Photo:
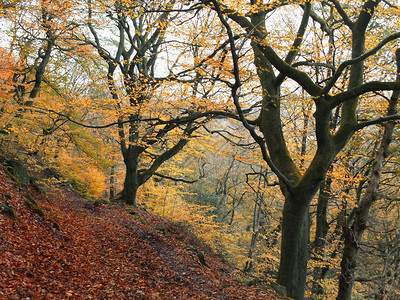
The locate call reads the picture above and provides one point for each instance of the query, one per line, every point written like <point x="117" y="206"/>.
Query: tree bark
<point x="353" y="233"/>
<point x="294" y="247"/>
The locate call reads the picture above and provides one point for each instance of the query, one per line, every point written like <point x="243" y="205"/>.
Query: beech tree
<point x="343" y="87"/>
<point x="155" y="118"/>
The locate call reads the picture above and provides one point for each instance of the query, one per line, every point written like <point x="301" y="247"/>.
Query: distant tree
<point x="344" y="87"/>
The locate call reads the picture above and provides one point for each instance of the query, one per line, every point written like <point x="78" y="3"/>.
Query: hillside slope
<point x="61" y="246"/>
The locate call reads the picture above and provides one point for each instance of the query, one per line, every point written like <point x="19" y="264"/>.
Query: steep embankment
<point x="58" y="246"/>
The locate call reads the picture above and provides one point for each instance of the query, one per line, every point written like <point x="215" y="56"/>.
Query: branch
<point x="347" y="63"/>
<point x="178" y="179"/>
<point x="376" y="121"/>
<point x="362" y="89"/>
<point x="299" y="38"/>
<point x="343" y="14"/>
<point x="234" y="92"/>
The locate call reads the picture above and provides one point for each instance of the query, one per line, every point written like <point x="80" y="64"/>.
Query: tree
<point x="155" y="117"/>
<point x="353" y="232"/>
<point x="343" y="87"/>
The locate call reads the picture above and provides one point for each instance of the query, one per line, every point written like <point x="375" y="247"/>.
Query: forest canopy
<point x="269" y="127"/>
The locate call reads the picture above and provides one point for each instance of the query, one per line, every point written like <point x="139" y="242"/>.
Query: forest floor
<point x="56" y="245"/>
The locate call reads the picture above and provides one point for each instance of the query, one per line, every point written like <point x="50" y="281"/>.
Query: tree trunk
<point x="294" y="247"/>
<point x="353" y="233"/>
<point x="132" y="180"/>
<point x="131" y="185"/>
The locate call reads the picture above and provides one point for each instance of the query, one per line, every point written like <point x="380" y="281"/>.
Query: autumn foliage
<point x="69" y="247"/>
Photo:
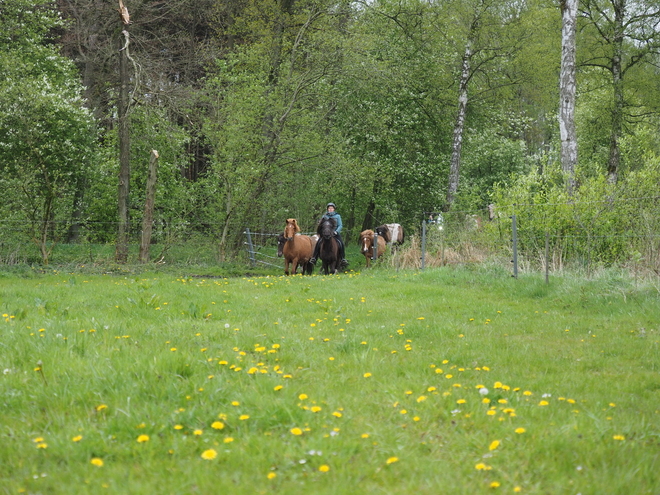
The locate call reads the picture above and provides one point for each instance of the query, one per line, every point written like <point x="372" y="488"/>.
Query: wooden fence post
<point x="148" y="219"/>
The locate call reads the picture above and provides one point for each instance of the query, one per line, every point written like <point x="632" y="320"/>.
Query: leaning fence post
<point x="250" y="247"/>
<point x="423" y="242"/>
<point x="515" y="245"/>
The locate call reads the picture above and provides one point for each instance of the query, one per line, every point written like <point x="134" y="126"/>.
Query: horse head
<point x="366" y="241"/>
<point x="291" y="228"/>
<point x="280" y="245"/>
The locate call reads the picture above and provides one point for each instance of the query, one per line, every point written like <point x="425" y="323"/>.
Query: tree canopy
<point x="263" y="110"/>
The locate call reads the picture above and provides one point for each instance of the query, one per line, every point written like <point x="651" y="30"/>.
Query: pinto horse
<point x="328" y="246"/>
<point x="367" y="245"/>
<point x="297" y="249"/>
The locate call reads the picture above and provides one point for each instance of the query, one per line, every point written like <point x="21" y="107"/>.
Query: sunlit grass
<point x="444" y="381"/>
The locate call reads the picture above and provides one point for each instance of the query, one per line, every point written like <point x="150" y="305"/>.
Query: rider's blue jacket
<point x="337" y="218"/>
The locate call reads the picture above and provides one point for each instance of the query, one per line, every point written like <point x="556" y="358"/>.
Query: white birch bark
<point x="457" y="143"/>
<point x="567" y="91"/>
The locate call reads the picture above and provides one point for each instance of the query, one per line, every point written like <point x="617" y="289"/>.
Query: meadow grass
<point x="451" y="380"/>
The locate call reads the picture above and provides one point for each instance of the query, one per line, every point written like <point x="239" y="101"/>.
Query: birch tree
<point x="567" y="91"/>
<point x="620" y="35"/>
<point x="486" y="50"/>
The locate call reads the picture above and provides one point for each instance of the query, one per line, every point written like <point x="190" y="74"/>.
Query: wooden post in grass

+++++

Output the records above exactly as they are, leaving out the pictures.

Photo:
The locate call reads the picture above and provides one point for each instance of the query, one per line, every point written like <point x="117" y="206"/>.
Query: tree bark
<point x="353" y="233"/>
<point x="294" y="247"/>
The locate call reads the picture above and provides one point for each instance of the query, one per line, every point written like <point x="243" y="205"/>.
Query: beech tree
<point x="343" y="87"/>
<point x="155" y="118"/>
The locate call reads the picture above and provides one point for each instance of the query, one per line, every point written like <point x="301" y="247"/>.
Query: distant tree
<point x="344" y="87"/>
The locate call reads the picture above and provides one point for each instance of the query, one per line, every point written like <point x="78" y="3"/>.
Query: hillside slope
<point x="61" y="246"/>
The locate call reads the picture above and provides one point for each instance of the query, one per line, every point written like <point x="19" y="264"/>.
Query: steep embankment
<point x="58" y="246"/>
The locate call reads the picture above and provides one point for each instance of the query, one per line, every point written like <point x="215" y="56"/>.
Query: branch
<point x="347" y="63"/>
<point x="178" y="179"/>
<point x="376" y="121"/>
<point x="362" y="89"/>
<point x="299" y="38"/>
<point x="343" y="14"/>
<point x="234" y="92"/>
The locate call reads the picture above and provides one point for each instance of the query, one per line, every point written like <point x="80" y="64"/>.
Query: tree
<point x="155" y="117"/>
<point x="353" y="232"/>
<point x="343" y="87"/>
The locate call reads the picture above and provides one point for each instance of the query, one per line, every point written like <point x="375" y="247"/>.
Query: forest canopy
<point x="269" y="127"/>
The locate call reads the picture above and provides one point for each instance of the query, one per line, every point written like <point x="139" y="242"/>.
Query: forest floor
<point x="56" y="245"/>
The locate call reads the picture above and provides one point for each instance of the query, one per line, every point written like <point x="50" y="281"/>.
Query: tree trunk
<point x="294" y="247"/>
<point x="353" y="233"/>
<point x="132" y="180"/>
<point x="131" y="185"/>
The locate call reads the picture above and provides one point for each instance of the query, one per line, every point written like <point x="380" y="281"/>.
Query: autumn foliage
<point x="69" y="247"/>
Photo:
The locate call reads the picture above and provides one point for each instance of the query, one per line, every point written like <point x="372" y="488"/>.
Query: wooden fence post
<point x="148" y="219"/>
The locate call reads the picture above and provides one point for each instance of the query, one per line, every point written like <point x="632" y="320"/>.
Query: leaning fence post
<point x="250" y="247"/>
<point x="423" y="242"/>
<point x="515" y="245"/>
The locate call reads the picture above and provides one point for each instance of the query, one per line, every point written like <point x="134" y="126"/>.
Query: horse head
<point x="366" y="241"/>
<point x="291" y="228"/>
<point x="280" y="245"/>
The locate call reads the picture above and provides one point for each instance of the query, one per line, every point written like <point x="425" y="323"/>.
Query: tree canopy
<point x="263" y="110"/>
The locate call reads the picture above and provides one point for each instance of the query, one per line, every point written like <point x="651" y="30"/>.
Query: pinto horse
<point x="328" y="246"/>
<point x="367" y="245"/>
<point x="297" y="249"/>
The locate call reads the picture above and provides one point for each instance of the query, one per line, every point written like <point x="21" y="107"/>.
Query: sunlit grass
<point x="444" y="381"/>
The locate call reads the picture above and provides one point for each instance of the query, one per line, every point written like <point x="150" y="305"/>.
Query: rider's blue jacket
<point x="337" y="218"/>
The locate call reads the picture above and provides one point for each instance of the query, one per line, every point written like <point x="556" y="358"/>.
Query: white birch bark
<point x="457" y="143"/>
<point x="567" y="91"/>
The locate call reads the picture above and provides one point for each instance of the query, one per line, every point written like <point x="617" y="289"/>.
Query: meadow grass
<point x="451" y="380"/>
The locate call reads the picture above and provides one point for each instance of the query, one per line, every point written like <point x="239" y="101"/>.
Query: birch tree
<point x="567" y="91"/>
<point x="620" y="35"/>
<point x="486" y="50"/>
The locate call reads the picture above and provides one point for each instance of the query, one per line, every point written like <point x="190" y="74"/>.
Query: wooden post in grass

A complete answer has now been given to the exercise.